[ARTICLE]
— BEGIN —

Sunday, August 30, 2009

My story

So I promised a story from my birthday. It's nothing that probably hasn't happened a million times, but nonetheless it was weird and awkward! I went to my sisters house the day after my birthday. She invited another couple over and they were really nice. The woman was super sweet, and the guy was the same and they made easy conversation. Throughout the course of the night, the guy kept finding ways to touch me. Whether it be kissing my hand, or walking by me and touching my shoulders or playing with my hair and yes he did it in front of his girlfriend. I just chalked it up to him being a nice person who's affectionate. The girlfriend didn't seem to mind. I'm not one to speak up about something that hasn't quite crossed the line, I don't like confrontations or drama.

At one point I went inside to use the bathroom and when I came outside, the girlfriend was giving my sister a shoulder massage. So I sat down, grabbed my beer and happily continued drinking. Suddenly, the guy announces that the birthday girl needed some special attention. He gets up and starts massaging my shoulders and neck. I said no, that's ok but he insisted. It was awkward because I don't enjoy getting touched by people I don't know LOL. But I stuck it out and hoped he wouldn't be too long. A little while later almost the same scenario occurred except this time the girl was giving my sister's husband a massage. Again I didn't think it was too weird......until again her boyfriend came over to me to do it again. And this time it wasn't a quickie. He lingered. He lingered long enough for his girlfriend to sit back down and grab a drink. He lingered so long that his girlfriend said (finally!) "ok babe you really need to stop now." Ummm yeah, ya think? I know I should have spoken up but it didn't really feel creepy....just weird. After that things kind of changed a bit. While she was still nice to me, she got kind of quiet and wanted to leave. She gets up to go to the bathroom and he follows her. They were in there for a while. Finally he exits the bathroom (I wondered if they had sex in there) just as I was coming in to get a drink. The bathroom was right off the kitchen but that didn't stop the guy from coming over to me to give me a hug.....and pulling me in for a kiss, while he's grabbing my ass of course. Whoa. WTF? I pushed him back, about to go off and he just smiles and walks away.

Seriously. That really irritated me that a) he would disrespect me like that to think that I would actually enjoy being manhandled and made out with while his girlfriend is in the next room and b) that he would disrespect his girlfriend like that. I said nothing and they left right after that, thank goodness. I don't like to generalize, but what is wrong with men??? Why do they find it so hard to be loyal and faithful to the one they are with? The person could be sweet, attractive, successful (like his girlfriend is) and that's not good enough? What is it about the penis that overrides all logic and sensibility? GRRRRRR. I was irritated for a ocuple of days about it, I'm not sure why I let it affect me like that. I'm over it now but still, I'd like to take that guy and give him a good swift kick in the ass!

I really wanted to make this light and funny, but I'm pretty tired right now. Long day, long weekend and ready to begin another week!

— END —

[REQUESTS]
(a) According to the first paragraph of the birthday post, what are the ways the guy found to touch the writer throughout the night? List them all.
(b) Reproduce everything in the birthday post from "Sunday, August 30, 2009" down to "confrontations or drama.".

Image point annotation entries
— BEGIN —

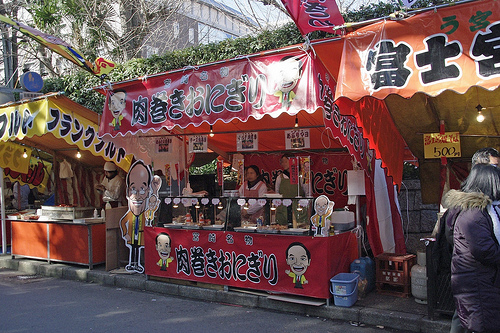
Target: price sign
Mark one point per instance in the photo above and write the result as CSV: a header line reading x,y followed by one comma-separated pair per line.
x,y
297,139
438,145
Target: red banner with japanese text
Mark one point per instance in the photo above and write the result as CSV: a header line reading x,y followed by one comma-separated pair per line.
x,y
328,172
250,260
454,47
242,88
313,15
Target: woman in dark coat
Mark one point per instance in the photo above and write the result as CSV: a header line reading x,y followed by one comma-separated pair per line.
x,y
475,264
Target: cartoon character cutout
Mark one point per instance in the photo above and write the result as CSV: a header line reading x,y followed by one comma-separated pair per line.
x,y
320,221
142,197
298,258
164,247
289,73
117,103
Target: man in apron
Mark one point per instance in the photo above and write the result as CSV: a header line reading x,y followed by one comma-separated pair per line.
x,y
288,190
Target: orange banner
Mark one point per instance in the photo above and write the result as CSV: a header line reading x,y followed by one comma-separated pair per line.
x,y
454,47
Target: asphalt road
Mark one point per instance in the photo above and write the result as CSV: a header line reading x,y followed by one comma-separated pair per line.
x,y
41,304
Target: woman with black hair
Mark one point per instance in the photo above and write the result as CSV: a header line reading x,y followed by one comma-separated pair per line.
x,y
475,263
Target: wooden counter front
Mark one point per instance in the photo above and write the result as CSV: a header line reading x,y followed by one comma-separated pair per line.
x,y
64,241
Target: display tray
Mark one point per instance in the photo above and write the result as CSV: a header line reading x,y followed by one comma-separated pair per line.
x,y
273,195
294,231
214,227
191,226
173,225
245,229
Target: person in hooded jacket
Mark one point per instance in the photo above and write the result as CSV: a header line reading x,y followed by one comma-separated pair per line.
x,y
474,223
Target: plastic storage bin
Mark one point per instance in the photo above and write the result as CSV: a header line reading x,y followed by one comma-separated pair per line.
x,y
344,288
365,267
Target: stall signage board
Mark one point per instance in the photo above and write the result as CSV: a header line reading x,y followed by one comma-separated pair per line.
x,y
417,45
198,144
297,139
437,145
220,172
249,260
247,141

— END —

[EXERCISE ANSWERS]
(a)
- Kissing her hand
- Walking by her and touching her shoulders
- Playing with her hair

(b)
Sunday, August 30, 2009

My story

So I promised a story from my birthday. It's nothing that probably hasn't happened a million times, but nonetheless it was weird and awkward! I went to my sisters house the day after my birthday. She invited another couple over and they were really nice. The woman was super sweet, and the guy was the same and they made easy conversation. Throughout the course of the night, the guy kept finding ways to touch me. Whether it be kissing my hand, or walking by me and touching my shoulders or playing with my hair and yes he did it in front of his girlfriend. I just chalked it up to him being a nice person who's affectionate. The girlfriend didn't seem to mind. I'm not one to speak up about something that hasn't quite crossed the line, I don't like confrontations or drama.